# RAW RECORDS
## Begin

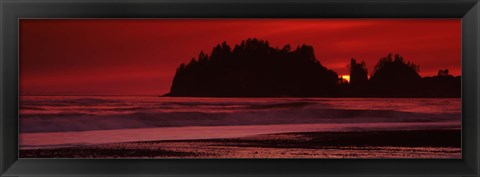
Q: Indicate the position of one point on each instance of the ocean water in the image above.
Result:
(51, 121)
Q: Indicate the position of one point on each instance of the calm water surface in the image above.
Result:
(49, 121)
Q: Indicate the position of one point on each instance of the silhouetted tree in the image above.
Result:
(254, 69)
(393, 77)
(358, 78)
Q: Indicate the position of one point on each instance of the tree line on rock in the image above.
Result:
(255, 69)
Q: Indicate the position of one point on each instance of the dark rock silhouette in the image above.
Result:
(358, 78)
(254, 69)
(393, 77)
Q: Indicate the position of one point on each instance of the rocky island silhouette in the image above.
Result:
(255, 69)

## End

# TASK DESCRIPTION
Update every one of the rows above by replacing "Indicate" with "Mark", keeping everything else the same. Leave the pictures out of your answer.

# FULL SOLUTION
Q: Mark the position of one point on each instance of the ocean water in the image above.
Result:
(51, 121)
Q: Mark the position of one point on each instance of the calm water surface in the image above.
Result:
(49, 121)
Q: Mark the position of one point on each instance of the silhouetted tree in the image above.
Result:
(254, 69)
(393, 77)
(358, 78)
Q: Mark the position of one point on each instance of the tree line on rock in the image above.
Result:
(255, 69)
Q: Mark the position of one point on each instance of the dark rock silhouette in the image above.
Result:
(358, 78)
(254, 69)
(393, 77)
Q: Mark the position of one point on each instance of the rocky island silhouette in the image above.
Result:
(255, 69)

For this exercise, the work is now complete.